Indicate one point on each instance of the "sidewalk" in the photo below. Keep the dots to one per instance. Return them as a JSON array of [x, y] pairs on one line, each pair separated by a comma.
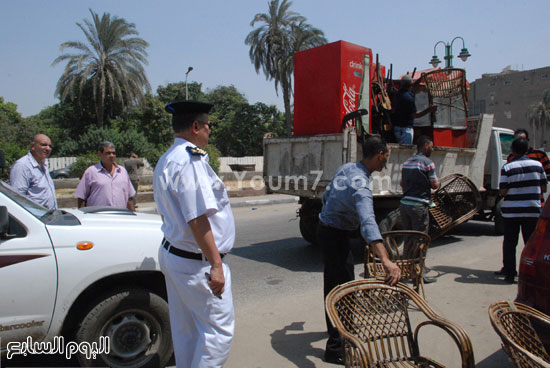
[[251, 201]]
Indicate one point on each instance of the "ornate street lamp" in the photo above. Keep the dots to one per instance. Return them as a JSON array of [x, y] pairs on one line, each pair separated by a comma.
[[464, 54], [186, 90]]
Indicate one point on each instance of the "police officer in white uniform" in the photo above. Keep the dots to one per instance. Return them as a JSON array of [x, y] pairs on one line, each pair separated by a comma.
[[199, 230]]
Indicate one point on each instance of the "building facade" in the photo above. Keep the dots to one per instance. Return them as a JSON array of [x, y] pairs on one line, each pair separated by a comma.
[[508, 95]]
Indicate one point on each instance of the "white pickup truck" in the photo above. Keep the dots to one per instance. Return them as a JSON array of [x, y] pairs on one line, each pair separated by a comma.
[[77, 275]]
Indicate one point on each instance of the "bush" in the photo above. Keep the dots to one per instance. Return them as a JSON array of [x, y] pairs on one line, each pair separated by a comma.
[[83, 162]]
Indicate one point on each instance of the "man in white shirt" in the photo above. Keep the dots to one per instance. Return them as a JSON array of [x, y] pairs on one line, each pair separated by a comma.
[[29, 175], [199, 230]]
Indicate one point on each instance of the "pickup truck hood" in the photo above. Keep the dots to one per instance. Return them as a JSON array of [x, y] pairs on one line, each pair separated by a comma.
[[137, 220], [137, 230]]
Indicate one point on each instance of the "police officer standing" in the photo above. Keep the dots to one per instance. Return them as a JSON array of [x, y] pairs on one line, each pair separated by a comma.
[[199, 230]]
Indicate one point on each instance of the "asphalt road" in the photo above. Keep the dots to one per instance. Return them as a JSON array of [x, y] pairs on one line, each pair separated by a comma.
[[277, 287]]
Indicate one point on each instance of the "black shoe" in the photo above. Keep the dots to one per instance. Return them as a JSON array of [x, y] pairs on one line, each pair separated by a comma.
[[501, 272], [509, 279], [429, 280], [334, 357]]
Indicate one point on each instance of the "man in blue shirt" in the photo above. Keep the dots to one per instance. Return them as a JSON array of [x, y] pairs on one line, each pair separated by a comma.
[[418, 178], [29, 175], [404, 112], [347, 206]]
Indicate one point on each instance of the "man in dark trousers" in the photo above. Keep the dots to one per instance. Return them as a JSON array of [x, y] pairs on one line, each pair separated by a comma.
[[418, 178], [522, 181], [347, 207]]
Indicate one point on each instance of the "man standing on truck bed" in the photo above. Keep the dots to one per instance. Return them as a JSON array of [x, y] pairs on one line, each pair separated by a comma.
[[404, 111], [522, 181], [347, 206], [199, 230]]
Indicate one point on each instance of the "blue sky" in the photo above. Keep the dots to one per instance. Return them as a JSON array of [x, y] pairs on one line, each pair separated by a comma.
[[209, 35]]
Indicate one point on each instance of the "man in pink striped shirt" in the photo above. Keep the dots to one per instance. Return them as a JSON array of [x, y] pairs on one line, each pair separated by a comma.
[[105, 183]]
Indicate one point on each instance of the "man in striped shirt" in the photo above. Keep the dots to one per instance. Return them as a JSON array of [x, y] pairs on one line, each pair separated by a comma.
[[533, 154], [522, 181]]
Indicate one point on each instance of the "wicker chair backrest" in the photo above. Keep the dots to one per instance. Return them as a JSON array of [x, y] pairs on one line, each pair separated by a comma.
[[514, 324], [379, 318]]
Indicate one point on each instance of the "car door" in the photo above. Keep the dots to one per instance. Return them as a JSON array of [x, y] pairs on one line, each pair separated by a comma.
[[28, 275]]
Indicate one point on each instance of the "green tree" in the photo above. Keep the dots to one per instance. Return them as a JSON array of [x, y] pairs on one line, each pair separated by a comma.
[[243, 134], [280, 34], [110, 64], [538, 114]]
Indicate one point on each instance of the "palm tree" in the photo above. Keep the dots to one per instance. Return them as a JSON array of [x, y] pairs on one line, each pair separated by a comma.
[[272, 46], [538, 113], [110, 63]]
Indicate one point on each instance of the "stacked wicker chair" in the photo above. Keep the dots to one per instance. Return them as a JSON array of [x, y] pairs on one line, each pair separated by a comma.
[[373, 320], [513, 322], [407, 249], [456, 201]]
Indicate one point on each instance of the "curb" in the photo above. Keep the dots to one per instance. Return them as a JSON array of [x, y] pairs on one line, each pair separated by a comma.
[[263, 202], [236, 203]]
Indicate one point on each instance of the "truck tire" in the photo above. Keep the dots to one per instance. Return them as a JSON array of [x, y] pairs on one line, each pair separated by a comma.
[[499, 222], [309, 219], [138, 326], [391, 222]]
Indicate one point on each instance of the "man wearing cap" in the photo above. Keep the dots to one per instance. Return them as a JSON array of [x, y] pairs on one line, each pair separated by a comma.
[[29, 175], [404, 112], [199, 230]]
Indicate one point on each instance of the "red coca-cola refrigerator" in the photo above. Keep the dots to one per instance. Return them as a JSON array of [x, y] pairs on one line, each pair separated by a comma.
[[327, 82]]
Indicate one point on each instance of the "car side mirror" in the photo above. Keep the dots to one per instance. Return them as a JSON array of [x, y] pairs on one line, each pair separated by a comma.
[[5, 224]]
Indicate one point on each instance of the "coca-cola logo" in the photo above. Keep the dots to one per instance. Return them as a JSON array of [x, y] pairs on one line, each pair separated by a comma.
[[348, 98], [355, 65]]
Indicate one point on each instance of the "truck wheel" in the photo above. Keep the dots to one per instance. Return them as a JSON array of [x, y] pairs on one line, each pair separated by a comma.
[[138, 326], [309, 219], [391, 222], [499, 222]]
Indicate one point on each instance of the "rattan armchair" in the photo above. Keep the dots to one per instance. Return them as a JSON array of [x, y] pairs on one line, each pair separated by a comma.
[[373, 320], [407, 249], [513, 322]]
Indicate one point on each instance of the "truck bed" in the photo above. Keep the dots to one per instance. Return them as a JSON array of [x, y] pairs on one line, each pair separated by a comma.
[[304, 166]]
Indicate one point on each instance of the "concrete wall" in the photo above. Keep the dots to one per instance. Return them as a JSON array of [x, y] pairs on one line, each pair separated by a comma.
[[508, 95]]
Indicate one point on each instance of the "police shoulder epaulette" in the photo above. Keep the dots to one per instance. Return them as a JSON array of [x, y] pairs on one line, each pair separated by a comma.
[[195, 151]]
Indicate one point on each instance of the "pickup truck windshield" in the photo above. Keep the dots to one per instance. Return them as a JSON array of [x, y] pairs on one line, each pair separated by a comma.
[[34, 208], [506, 143]]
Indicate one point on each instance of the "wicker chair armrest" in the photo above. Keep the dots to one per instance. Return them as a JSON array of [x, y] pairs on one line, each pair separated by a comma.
[[358, 346], [541, 318], [458, 335]]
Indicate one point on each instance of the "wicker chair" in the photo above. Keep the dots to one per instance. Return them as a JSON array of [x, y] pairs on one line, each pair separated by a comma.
[[513, 322], [407, 249], [373, 320]]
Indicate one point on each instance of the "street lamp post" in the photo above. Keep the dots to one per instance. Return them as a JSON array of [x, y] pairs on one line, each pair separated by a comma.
[[186, 89], [464, 54]]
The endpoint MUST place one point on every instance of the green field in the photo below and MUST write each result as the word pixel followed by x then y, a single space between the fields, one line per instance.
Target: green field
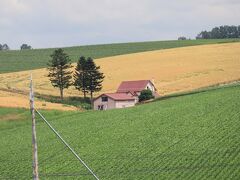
pixel 11 61
pixel 194 136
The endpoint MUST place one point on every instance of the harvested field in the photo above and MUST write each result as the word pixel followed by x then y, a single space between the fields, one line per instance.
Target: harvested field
pixel 173 70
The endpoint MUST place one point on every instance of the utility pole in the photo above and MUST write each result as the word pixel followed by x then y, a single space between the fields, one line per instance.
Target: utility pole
pixel 34 135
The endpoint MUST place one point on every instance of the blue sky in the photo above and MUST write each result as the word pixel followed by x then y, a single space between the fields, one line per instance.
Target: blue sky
pixel 59 23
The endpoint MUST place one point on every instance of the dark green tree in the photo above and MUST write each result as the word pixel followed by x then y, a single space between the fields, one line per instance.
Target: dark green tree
pixel 80 76
pixel 145 94
pixel 60 73
pixel 94 77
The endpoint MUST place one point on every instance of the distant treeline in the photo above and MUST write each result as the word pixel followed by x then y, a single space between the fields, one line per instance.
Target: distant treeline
pixel 222 32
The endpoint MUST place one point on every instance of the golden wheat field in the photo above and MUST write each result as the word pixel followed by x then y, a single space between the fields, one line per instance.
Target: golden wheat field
pixel 173 70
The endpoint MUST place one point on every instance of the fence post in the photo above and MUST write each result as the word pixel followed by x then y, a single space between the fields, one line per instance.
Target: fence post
pixel 34 135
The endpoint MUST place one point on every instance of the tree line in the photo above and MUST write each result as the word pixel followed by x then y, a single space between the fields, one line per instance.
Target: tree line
pixel 222 32
pixel 5 47
pixel 86 78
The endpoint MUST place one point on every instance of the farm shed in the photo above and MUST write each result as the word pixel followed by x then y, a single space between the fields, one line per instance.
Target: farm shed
pixel 135 87
pixel 113 100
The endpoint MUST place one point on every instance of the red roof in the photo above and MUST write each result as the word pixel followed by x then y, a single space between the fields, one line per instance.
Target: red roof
pixel 133 86
pixel 119 96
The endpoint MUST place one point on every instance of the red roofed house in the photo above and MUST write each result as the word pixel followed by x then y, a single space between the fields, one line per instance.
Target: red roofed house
pixel 126 95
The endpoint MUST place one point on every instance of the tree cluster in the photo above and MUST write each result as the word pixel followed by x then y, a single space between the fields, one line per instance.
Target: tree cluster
pixel 87 77
pixel 4 47
pixel 222 32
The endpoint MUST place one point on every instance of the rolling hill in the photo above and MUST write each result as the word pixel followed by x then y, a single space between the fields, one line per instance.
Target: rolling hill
pixel 173 70
pixel 190 137
pixel 12 61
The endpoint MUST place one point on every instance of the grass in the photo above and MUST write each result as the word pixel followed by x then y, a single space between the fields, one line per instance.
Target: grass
pixel 194 136
pixel 12 61
pixel 78 102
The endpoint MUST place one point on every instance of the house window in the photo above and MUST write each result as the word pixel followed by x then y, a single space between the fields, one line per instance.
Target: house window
pixel 105 99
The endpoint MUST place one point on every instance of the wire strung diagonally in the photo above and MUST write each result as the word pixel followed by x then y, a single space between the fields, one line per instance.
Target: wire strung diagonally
pixel 66 144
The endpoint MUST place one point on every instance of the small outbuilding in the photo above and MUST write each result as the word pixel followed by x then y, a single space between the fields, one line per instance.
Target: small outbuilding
pixel 113 100
pixel 126 96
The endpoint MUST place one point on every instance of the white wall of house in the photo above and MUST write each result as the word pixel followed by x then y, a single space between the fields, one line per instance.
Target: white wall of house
pixel 123 104
pixel 150 86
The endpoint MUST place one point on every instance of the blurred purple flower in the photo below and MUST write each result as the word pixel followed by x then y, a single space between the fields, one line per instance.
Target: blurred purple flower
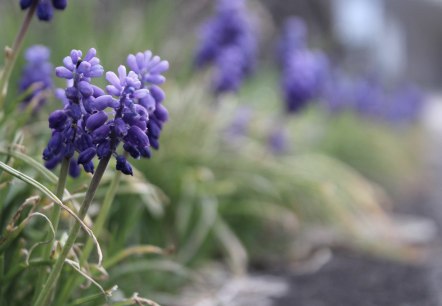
pixel 303 78
pixel 227 40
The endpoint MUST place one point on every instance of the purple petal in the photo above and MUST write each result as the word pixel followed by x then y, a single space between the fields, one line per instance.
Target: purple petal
pixel 63 72
pixel 157 93
pixel 155 79
pixel 112 78
pixel 112 90
pixel 67 61
pixel 140 93
pixel 90 54
pixel 102 102
pixel 132 63
pixel 160 68
pixel 96 120
pixel 122 73
pixel 84 67
pixel 85 89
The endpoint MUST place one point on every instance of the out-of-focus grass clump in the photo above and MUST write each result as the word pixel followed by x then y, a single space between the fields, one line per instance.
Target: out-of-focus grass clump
pixel 212 191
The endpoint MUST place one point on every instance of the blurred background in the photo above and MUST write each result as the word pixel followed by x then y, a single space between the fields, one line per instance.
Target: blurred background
pixel 310 175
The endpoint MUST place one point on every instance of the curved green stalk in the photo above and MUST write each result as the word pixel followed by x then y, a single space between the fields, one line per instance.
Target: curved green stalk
pixel 97 228
pixel 55 219
pixel 11 56
pixel 56 270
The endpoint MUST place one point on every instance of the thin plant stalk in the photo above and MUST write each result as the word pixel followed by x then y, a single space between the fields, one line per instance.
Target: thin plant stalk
pixel 54 217
pixel 56 270
pixel 98 229
pixel 11 55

PROBLEM DESCRIPTION →
Beginning with the line that contains "of the out-of-focus", write out every line through the end of the entries above, exactly.

RESULT FOR THIS TASK →
The endpoint MUST place one point on every instance of the out-of-focus grass clump in the photo above and MUST write each result as the word pixel followed by x then y, a single space between the fields, one line per instance.
Target: out-of-focus grass clump
pixel 212 191
The endpoint MUST place one point on every instance of the blurred background in the photo above and MUST write each result as the word pixel followed by x then y, a single space between the fields, one line per instance.
Target: blurred background
pixel 310 175
The endpoint MUST place one point on every instance of the curved green stalk in the photo above and MUST write each result as the word pixel followed by x then y, a single space between the fields, one line per instance.
Target: curved green stalk
pixel 97 228
pixel 55 219
pixel 11 56
pixel 56 270
The endpoint MUST place one point on every instance of the thin plant stalk in the photo above and MUST write each result as the word pixel followed by x then y, a single space between the fields, one line per instance.
Target: thin plant stalk
pixel 54 217
pixel 56 270
pixel 98 229
pixel 11 55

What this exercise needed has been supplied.